*WHAT YOU HAVE TO DO*
Recast the data from the line with "spectator in stand?" to the line with "[[[13,78],[5,65],[5,59],[0,57],[0,98],[14,98]]]" as a two-column CSV headed text and answer. Each row should put the wording in one quoted field and its answer in the other, with line breaks changed to spaces.

*RECORDS FOR PROCESSING*

- - -

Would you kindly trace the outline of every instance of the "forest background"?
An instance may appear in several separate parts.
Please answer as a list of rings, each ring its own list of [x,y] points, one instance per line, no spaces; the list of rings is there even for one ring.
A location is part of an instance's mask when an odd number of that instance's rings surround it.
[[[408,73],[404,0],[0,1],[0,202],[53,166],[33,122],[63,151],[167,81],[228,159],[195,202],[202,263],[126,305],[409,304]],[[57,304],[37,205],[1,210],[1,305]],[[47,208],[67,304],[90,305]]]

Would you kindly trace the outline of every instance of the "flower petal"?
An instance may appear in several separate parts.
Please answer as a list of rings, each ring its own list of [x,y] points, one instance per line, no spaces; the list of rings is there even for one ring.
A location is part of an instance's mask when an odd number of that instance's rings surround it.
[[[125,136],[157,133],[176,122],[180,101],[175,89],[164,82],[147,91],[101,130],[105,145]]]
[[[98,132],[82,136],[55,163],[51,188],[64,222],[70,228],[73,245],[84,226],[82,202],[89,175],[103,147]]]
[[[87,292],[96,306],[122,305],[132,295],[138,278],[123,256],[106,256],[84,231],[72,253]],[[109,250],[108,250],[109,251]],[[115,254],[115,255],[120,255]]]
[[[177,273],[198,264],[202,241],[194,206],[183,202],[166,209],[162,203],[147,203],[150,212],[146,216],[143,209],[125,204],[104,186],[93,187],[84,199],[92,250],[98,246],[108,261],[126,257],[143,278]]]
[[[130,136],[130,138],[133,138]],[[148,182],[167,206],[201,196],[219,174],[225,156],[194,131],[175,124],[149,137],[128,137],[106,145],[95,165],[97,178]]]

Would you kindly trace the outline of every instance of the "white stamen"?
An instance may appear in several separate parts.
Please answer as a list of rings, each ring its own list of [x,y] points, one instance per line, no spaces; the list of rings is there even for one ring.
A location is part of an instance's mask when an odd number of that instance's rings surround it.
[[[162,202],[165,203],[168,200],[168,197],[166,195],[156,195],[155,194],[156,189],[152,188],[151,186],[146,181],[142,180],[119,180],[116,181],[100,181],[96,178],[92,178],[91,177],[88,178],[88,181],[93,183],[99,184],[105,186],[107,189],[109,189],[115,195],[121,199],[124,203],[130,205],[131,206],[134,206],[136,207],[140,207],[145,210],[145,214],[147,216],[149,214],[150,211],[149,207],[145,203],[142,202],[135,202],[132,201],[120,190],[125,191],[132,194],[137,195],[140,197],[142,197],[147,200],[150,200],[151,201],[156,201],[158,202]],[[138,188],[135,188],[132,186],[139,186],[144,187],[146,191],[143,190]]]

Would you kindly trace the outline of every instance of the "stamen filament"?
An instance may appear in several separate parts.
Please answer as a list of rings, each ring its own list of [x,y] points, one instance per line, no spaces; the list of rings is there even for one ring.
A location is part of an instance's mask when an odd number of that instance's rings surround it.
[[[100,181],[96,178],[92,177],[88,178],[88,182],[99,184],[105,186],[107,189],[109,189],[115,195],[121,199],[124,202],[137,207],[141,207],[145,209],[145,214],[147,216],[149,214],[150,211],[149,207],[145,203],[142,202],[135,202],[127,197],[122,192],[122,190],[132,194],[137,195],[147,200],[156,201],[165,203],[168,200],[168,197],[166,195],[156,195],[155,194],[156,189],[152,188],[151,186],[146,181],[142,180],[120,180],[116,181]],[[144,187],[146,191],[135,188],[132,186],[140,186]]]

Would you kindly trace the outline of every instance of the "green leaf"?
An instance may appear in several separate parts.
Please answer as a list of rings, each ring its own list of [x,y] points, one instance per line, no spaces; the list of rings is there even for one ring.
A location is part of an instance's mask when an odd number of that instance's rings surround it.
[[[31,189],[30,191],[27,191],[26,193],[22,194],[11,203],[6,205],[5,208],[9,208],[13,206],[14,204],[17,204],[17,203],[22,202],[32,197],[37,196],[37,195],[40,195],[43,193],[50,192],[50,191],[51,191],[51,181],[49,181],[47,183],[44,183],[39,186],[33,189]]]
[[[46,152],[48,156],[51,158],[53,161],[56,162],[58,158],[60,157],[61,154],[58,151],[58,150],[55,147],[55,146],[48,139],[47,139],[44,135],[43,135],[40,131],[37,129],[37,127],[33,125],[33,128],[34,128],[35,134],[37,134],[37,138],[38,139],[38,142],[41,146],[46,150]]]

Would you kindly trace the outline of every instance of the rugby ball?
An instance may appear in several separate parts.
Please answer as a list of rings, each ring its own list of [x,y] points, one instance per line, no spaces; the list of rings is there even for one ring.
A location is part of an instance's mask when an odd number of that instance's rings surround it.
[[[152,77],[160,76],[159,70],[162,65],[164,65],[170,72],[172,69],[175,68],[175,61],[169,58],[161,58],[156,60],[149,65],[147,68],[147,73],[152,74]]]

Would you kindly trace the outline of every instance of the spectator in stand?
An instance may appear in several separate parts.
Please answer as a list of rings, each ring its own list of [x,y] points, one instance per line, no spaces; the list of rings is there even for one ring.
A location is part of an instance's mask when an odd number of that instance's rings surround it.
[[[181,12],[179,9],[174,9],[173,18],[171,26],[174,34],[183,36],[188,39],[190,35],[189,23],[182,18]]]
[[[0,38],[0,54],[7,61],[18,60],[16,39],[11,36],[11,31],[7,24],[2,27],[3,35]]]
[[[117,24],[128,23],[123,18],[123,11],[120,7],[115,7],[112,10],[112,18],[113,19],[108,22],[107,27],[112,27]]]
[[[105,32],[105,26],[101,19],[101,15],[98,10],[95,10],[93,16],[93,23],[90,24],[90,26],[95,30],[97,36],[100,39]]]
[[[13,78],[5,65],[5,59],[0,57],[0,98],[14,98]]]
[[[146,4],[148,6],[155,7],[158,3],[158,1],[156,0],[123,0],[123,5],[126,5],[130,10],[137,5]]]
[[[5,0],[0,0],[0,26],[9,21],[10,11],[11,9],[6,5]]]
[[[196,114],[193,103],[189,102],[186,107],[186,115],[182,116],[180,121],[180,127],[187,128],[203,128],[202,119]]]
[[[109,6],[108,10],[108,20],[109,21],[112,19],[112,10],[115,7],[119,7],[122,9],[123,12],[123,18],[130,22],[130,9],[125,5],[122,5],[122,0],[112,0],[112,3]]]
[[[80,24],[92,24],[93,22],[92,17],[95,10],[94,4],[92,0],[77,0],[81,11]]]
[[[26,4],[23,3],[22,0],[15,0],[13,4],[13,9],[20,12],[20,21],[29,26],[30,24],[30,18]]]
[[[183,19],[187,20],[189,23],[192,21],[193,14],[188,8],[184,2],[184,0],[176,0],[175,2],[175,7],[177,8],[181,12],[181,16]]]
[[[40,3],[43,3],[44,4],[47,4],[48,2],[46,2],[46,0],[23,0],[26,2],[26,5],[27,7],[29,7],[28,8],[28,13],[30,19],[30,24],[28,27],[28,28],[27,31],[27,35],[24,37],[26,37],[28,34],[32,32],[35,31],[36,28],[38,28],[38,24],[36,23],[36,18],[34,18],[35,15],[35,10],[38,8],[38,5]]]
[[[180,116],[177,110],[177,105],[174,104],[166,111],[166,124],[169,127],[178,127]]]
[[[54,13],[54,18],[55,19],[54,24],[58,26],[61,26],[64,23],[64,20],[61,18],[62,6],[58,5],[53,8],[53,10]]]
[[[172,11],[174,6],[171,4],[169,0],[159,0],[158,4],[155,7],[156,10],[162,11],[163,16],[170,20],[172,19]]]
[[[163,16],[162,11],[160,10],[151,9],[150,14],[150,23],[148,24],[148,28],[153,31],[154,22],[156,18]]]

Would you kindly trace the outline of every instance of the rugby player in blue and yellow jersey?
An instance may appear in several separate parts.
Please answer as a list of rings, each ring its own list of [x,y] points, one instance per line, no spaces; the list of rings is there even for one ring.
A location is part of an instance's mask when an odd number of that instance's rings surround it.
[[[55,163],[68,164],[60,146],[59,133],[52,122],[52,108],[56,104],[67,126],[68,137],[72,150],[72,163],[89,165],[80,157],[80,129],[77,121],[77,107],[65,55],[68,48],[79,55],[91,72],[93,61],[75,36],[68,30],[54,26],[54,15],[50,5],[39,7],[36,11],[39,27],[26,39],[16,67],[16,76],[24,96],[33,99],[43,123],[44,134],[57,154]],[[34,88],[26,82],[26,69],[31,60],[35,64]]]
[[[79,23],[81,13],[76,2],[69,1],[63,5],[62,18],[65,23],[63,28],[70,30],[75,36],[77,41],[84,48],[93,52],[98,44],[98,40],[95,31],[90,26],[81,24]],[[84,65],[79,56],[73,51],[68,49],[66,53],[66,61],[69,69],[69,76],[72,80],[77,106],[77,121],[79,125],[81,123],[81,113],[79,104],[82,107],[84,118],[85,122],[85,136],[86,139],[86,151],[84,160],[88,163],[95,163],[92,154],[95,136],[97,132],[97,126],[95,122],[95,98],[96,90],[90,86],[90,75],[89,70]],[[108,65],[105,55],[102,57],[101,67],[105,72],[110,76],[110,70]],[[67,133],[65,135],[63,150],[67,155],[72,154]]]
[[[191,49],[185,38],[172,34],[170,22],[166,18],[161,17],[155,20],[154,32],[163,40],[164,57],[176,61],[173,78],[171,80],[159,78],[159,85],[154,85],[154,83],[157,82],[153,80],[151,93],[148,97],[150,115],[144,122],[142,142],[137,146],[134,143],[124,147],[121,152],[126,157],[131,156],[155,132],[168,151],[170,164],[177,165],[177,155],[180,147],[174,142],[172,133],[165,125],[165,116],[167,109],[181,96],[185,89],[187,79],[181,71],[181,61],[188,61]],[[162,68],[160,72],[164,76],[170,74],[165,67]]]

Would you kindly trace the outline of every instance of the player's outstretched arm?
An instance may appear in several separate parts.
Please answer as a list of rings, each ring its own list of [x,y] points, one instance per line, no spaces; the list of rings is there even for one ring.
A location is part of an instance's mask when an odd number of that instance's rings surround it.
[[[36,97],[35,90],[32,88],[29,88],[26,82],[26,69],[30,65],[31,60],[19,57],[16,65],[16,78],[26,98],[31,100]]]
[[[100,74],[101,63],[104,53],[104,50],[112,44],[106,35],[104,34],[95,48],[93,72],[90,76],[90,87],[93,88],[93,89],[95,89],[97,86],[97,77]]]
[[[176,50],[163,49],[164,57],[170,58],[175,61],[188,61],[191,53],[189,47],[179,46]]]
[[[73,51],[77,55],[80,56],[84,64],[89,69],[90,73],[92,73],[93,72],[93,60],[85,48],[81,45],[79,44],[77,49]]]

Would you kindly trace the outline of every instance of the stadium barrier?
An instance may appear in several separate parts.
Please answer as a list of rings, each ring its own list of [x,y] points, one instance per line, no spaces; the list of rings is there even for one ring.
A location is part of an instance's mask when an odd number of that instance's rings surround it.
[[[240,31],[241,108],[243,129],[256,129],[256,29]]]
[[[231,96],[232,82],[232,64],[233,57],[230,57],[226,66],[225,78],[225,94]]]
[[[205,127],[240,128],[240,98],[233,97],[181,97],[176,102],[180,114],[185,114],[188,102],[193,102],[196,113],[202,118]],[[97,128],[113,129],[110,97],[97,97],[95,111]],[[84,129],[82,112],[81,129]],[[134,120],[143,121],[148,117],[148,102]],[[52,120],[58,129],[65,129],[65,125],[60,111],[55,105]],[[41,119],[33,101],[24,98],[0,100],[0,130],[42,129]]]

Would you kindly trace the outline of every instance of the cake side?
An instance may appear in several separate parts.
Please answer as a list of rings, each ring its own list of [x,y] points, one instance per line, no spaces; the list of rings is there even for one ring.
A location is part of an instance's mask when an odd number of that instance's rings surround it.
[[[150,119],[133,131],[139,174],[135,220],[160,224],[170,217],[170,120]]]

- - -

*EXPECTED ANSWER*
text,answer
"Would you kindly trace the outline of every instance of the spectator in stand? An instance may appear in several separate parts. Please answer as a list of rings, each ring its own list of [x,y] points, one instance per line, no spaces; the list of rings is there even for one ring. A location is part of an instance's mask when an odd number of that instance's rings surround it.","[[[181,12],[179,9],[174,9],[173,18],[171,26],[174,34],[183,36],[188,39],[190,35],[189,23],[182,18]]] [[[0,38],[0,54],[7,61],[18,60],[16,39],[11,36],[11,31],[7,24],[2,27],[3,35]]] [[[117,24],[128,23],[123,18],[123,11],[120,7],[115,7],[112,10],[112,18],[113,19],[108,22],[107,27],[112,27]]] [[[105,32],[105,26],[101,19],[101,15],[98,10],[95,10],[93,16],[93,23],[90,24],[90,26],[95,30],[97,36],[100,39]]] [[[13,78],[5,65],[5,59],[0,57],[0,98],[14,98]]]"